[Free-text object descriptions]
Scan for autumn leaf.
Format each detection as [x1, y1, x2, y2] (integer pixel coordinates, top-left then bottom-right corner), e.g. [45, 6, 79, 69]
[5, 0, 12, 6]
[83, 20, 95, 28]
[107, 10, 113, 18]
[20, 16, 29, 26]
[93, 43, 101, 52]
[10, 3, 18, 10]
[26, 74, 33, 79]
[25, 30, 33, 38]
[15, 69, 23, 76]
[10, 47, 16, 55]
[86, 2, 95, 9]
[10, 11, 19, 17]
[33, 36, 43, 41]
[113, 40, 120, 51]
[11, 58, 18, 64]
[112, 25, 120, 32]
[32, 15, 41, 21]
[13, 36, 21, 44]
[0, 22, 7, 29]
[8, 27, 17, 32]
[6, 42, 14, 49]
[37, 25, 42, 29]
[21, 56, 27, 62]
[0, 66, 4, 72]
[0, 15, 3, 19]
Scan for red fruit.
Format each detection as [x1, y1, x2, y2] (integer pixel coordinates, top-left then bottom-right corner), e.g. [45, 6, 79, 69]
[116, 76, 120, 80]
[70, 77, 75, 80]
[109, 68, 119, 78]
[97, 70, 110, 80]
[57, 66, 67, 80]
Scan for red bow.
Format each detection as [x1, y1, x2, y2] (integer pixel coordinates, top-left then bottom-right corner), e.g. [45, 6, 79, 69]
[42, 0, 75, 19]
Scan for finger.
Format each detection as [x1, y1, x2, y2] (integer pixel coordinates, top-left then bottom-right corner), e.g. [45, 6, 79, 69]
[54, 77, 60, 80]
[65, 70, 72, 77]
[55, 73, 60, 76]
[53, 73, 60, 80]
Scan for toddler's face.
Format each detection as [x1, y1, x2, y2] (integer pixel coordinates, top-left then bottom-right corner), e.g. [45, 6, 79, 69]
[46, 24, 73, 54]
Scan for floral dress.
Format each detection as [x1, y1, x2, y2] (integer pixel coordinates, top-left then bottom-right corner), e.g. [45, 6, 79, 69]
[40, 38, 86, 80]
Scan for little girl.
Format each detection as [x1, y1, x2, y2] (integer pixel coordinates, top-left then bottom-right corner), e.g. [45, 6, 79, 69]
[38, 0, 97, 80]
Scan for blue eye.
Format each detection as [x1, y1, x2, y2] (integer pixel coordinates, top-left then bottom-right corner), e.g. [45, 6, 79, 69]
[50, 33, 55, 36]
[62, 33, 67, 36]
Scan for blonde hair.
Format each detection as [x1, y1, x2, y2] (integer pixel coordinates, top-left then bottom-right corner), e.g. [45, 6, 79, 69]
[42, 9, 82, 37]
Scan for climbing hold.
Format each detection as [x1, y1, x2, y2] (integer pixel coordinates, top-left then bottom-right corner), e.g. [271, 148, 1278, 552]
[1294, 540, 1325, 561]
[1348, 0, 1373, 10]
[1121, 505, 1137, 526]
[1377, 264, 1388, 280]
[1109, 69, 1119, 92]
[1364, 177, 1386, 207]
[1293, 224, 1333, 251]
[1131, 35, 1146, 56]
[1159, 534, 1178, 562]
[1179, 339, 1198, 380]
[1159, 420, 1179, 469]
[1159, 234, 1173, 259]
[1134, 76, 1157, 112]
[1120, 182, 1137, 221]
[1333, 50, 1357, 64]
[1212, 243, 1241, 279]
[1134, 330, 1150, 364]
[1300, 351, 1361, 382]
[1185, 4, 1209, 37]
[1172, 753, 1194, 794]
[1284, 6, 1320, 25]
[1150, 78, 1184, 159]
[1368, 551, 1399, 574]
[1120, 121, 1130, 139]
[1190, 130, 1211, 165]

> **Task description**: What you return must be an exact retyping of the lines above starting at the line with "Scan for toddler's face." and ending at the line with "Scan for little girl.", and nothing besides.

> **Exercise solution**:
Scan for toddler's face.
Format each detection as [x1, y1, x2, y2] (integer pixel coordinates, top-left then bottom-right corner), e.g. [45, 6, 79, 69]
[46, 24, 73, 54]
Scan for floral dress.
Format each detection as [x1, y1, x2, y2] (integer pixel coordinates, top-left then bottom-right corner), e.g. [45, 6, 79, 69]
[40, 38, 86, 80]
Scan for little girl.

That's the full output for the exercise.